The entries follow. Print each one exactly.

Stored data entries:
——
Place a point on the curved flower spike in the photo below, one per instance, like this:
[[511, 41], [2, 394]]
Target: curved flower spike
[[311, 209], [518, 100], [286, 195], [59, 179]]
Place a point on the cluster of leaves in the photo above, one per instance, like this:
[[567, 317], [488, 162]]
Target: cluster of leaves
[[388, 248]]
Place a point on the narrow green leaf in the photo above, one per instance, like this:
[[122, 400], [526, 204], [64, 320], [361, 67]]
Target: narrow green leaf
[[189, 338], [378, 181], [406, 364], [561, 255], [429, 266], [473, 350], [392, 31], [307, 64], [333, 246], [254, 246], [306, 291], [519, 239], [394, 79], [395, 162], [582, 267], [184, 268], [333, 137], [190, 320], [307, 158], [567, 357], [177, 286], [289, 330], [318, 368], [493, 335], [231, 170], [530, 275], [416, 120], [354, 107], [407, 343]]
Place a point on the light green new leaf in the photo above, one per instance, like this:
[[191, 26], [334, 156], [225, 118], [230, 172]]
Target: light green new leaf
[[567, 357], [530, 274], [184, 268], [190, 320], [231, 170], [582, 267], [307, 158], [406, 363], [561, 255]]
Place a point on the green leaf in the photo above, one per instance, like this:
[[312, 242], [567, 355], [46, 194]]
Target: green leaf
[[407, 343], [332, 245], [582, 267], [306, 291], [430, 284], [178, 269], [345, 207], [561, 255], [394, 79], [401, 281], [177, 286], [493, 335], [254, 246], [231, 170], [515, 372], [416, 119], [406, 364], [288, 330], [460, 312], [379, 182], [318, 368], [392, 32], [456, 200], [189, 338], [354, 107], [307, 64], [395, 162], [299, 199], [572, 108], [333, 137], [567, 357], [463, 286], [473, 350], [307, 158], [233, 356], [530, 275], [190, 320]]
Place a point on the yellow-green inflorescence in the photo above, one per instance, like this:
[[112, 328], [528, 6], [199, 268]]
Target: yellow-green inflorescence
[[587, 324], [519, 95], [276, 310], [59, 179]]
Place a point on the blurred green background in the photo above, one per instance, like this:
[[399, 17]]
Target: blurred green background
——
→ **Your solution**
Place a point on the curved flower spike in the photo below, one per instance, like this:
[[511, 41], [2, 394]]
Target: curved flower spike
[[311, 209], [518, 100], [286, 195], [59, 179]]
Place a point on the cluster of leaves in the photo above, one per instance, like this:
[[567, 317], [488, 162]]
Target: cluster of leaves
[[388, 248]]
Place a point on the narrow green leaf in the photo above, one per instance, like this:
[[122, 400], [526, 204], [64, 320], [361, 67]]
Target: narrow green leaf
[[189, 338], [378, 181], [406, 364], [561, 255], [429, 266], [473, 350], [392, 31], [307, 64], [333, 246], [254, 246], [306, 291], [519, 239], [394, 79], [395, 162], [582, 267], [184, 268], [333, 137], [190, 320], [307, 158], [567, 357], [177, 286], [289, 330], [318, 368], [493, 335], [231, 170], [530, 275], [416, 120], [354, 107], [407, 343]]
Place a point on the light green new leaf in the photo above, one per instance, like this:
[[191, 26], [334, 156], [225, 118], [230, 172]]
Target: light green new leaf
[[567, 357], [530, 274], [184, 268], [190, 320], [231, 170], [582, 267], [307, 158], [406, 363], [561, 255]]
Place a point on the green leaf in the photo above, one per instance, like this:
[[312, 242], [567, 355], [46, 194]]
Target: green leaf
[[407, 343], [332, 245], [582, 267], [306, 291], [430, 284], [178, 269], [345, 207], [561, 255], [394, 79], [401, 281], [177, 286], [493, 335], [254, 246], [231, 170], [515, 372], [416, 119], [406, 364], [288, 330], [460, 312], [379, 182], [318, 368], [392, 32], [456, 200], [189, 338], [354, 107], [307, 64], [395, 162], [299, 199], [572, 108], [333, 137], [567, 357], [463, 286], [473, 350], [307, 158], [233, 356], [530, 275], [190, 320]]
Place a point on the yellow-green inflorescence in the photo above, one per instance, like this:
[[112, 328], [528, 6], [199, 268]]
Target: yellow-green inflorescence
[[587, 324], [519, 95], [276, 310], [59, 179]]
Place a point on the blurred green background in the photo above, one per instance, like this:
[[399, 17]]
Target: blurred green background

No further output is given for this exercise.